* begin RECORDS TO USE *
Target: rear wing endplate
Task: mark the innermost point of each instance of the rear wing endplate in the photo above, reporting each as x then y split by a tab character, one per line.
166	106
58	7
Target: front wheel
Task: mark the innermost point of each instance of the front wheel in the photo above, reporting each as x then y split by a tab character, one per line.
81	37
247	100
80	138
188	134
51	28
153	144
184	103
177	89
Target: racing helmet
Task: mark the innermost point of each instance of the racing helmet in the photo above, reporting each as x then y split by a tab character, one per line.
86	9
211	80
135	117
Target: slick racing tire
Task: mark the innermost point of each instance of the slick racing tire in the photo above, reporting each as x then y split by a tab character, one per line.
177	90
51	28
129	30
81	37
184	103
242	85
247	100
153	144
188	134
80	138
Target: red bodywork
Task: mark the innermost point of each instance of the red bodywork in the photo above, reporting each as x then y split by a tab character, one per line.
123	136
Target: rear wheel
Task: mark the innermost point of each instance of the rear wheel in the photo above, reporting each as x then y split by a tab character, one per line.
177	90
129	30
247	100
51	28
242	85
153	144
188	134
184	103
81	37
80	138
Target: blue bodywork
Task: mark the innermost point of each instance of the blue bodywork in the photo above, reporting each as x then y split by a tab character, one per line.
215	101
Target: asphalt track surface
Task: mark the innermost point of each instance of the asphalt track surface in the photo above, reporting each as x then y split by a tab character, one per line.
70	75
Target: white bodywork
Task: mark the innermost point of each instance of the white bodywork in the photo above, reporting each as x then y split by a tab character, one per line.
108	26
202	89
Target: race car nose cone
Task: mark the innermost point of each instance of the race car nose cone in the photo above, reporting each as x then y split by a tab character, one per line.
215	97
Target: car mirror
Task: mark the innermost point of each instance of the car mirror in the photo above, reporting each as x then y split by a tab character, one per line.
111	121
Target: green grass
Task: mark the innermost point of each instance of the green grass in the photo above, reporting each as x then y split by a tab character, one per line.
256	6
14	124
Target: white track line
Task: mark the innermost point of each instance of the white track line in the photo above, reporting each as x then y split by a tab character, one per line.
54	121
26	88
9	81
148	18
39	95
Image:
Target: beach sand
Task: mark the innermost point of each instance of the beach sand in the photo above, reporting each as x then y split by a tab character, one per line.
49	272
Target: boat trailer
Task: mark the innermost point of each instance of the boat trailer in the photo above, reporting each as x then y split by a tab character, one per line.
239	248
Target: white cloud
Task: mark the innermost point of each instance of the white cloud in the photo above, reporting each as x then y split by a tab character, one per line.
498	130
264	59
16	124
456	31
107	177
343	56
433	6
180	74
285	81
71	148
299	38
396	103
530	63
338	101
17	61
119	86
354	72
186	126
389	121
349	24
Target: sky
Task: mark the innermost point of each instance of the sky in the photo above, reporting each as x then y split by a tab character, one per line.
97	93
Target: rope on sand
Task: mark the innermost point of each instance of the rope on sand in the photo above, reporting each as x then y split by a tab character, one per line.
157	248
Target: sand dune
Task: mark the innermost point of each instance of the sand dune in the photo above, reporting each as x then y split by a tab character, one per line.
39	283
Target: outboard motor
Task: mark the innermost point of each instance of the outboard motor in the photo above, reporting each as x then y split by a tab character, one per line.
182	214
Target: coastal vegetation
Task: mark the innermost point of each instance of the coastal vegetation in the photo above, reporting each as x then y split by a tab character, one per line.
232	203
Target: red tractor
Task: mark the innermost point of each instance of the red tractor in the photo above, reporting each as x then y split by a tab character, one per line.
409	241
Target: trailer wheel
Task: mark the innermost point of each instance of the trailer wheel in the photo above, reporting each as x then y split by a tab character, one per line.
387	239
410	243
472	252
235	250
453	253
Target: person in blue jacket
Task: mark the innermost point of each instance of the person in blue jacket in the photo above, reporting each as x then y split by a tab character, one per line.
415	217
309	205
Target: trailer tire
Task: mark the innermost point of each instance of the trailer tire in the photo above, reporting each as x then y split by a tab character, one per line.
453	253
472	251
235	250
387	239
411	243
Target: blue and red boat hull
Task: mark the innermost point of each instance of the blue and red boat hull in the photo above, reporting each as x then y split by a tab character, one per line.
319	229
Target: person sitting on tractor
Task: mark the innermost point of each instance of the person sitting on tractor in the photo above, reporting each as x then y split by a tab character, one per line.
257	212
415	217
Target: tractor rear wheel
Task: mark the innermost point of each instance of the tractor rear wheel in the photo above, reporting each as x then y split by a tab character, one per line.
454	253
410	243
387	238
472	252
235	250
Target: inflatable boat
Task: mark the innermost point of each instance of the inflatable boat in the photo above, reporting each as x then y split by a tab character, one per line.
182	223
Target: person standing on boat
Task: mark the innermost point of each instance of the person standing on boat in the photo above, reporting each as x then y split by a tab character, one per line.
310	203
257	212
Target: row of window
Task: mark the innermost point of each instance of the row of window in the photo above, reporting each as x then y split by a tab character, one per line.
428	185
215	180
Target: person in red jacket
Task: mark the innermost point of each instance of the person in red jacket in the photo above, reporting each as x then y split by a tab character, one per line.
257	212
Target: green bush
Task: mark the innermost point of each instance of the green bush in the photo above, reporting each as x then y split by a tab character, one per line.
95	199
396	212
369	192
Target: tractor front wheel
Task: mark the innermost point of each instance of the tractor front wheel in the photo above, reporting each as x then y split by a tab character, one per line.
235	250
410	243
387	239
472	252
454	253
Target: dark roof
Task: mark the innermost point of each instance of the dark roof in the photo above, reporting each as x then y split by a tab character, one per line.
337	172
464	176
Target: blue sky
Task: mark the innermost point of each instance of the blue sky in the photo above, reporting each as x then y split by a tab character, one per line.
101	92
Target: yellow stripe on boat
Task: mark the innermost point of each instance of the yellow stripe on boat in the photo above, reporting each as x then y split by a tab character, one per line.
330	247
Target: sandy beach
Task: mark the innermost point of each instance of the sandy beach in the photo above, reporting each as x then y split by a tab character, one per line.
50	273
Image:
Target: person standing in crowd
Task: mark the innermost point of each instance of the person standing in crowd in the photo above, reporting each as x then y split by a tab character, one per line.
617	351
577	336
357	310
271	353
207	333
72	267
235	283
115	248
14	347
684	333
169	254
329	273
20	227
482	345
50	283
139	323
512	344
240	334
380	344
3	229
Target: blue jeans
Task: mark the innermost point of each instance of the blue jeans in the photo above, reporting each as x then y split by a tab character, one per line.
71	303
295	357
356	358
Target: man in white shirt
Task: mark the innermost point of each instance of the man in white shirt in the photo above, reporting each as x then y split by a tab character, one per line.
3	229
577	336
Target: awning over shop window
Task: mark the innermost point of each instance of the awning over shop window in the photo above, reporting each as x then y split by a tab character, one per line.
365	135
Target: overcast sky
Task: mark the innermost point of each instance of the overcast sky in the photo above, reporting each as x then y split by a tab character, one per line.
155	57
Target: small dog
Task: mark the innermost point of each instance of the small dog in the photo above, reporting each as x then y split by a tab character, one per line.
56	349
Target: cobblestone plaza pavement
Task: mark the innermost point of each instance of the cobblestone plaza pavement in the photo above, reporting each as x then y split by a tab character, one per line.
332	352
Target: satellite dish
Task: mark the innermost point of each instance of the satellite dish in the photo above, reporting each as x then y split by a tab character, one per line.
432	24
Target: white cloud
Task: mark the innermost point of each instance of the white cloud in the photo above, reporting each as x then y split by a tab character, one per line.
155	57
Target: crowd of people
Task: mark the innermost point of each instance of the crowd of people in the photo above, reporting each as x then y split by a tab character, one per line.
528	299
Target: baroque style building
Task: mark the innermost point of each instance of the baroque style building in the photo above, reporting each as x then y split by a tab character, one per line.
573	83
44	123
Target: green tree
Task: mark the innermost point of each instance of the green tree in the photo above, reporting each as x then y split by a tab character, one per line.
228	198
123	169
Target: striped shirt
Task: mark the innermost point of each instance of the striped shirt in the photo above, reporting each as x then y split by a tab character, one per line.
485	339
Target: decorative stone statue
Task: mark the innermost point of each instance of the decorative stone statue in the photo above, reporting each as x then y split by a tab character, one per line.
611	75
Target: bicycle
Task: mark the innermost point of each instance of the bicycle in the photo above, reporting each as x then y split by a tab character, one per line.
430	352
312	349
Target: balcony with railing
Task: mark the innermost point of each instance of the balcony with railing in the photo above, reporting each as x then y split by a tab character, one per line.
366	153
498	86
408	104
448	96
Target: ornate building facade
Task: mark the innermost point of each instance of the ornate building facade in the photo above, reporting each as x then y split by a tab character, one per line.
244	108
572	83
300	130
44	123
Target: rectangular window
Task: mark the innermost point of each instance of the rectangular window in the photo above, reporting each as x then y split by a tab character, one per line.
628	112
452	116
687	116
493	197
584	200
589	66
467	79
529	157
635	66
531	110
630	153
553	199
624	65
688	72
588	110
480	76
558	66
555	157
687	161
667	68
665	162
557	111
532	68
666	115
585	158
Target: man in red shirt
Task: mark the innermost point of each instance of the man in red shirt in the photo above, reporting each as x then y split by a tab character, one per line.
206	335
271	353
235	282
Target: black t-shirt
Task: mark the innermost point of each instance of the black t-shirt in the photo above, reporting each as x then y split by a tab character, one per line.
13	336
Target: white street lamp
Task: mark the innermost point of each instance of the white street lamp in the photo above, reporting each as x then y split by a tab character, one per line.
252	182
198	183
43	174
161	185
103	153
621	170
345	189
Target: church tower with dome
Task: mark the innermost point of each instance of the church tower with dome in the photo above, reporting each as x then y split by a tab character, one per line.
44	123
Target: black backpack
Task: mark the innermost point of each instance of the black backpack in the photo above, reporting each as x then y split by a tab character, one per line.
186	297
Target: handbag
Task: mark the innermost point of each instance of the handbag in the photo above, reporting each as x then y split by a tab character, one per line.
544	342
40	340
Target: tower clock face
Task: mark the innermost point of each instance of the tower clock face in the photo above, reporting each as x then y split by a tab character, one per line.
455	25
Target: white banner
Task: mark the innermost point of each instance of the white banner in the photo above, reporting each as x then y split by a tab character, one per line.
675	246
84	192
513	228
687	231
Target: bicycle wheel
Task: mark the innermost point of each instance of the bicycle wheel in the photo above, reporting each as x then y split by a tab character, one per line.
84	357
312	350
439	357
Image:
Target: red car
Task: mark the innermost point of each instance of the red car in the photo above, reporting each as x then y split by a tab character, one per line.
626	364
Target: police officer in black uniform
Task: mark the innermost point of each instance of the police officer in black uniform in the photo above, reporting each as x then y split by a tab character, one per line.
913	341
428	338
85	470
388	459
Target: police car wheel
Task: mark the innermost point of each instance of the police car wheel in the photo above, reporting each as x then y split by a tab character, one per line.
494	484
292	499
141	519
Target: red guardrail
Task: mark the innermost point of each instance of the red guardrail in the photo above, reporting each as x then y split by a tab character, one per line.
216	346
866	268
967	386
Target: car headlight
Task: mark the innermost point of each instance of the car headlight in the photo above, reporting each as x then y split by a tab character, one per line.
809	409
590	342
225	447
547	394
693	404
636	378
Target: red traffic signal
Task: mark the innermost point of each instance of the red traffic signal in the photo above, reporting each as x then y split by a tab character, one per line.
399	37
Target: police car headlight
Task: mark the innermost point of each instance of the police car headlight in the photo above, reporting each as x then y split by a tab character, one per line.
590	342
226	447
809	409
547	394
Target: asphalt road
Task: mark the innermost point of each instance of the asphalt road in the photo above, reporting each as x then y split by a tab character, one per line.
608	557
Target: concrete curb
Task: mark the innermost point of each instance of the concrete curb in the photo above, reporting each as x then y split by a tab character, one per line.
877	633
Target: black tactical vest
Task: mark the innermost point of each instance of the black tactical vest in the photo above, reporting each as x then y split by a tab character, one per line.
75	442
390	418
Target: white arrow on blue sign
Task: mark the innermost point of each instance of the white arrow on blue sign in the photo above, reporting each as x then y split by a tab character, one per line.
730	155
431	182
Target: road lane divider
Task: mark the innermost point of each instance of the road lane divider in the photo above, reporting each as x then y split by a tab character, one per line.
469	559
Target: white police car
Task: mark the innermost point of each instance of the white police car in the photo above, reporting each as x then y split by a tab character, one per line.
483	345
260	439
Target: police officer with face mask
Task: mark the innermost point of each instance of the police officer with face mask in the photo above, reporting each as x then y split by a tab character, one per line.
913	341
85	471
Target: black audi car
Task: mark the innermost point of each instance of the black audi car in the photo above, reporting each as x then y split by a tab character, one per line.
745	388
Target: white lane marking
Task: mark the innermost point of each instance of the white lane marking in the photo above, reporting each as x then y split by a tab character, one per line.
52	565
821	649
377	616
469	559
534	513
* end RECORDS TO USE *
JOB: From the line containing "Target: police officer with face mask" down to the last line, reproduce the records exactly. Include both ends.

FULL ANSWER:
Target: police officer with face mask
Task: mark the innermost point of each instance of the police officer with face mask in the photo above, reporting each as x then y split by a tab character, one per line.
913	341
85	471
Target: black audi car
Task: mark the innermost point of each instance of the black audi car in the photo above, reporting each as x then y split by a tab character, one per line.
745	388
Target: white lane marking
Task: mark the innermost point of each instance of the white lane marking in the photo above, reporting each as x then y split by a tab character, one per line.
52	565
821	649
377	616
469	559
534	513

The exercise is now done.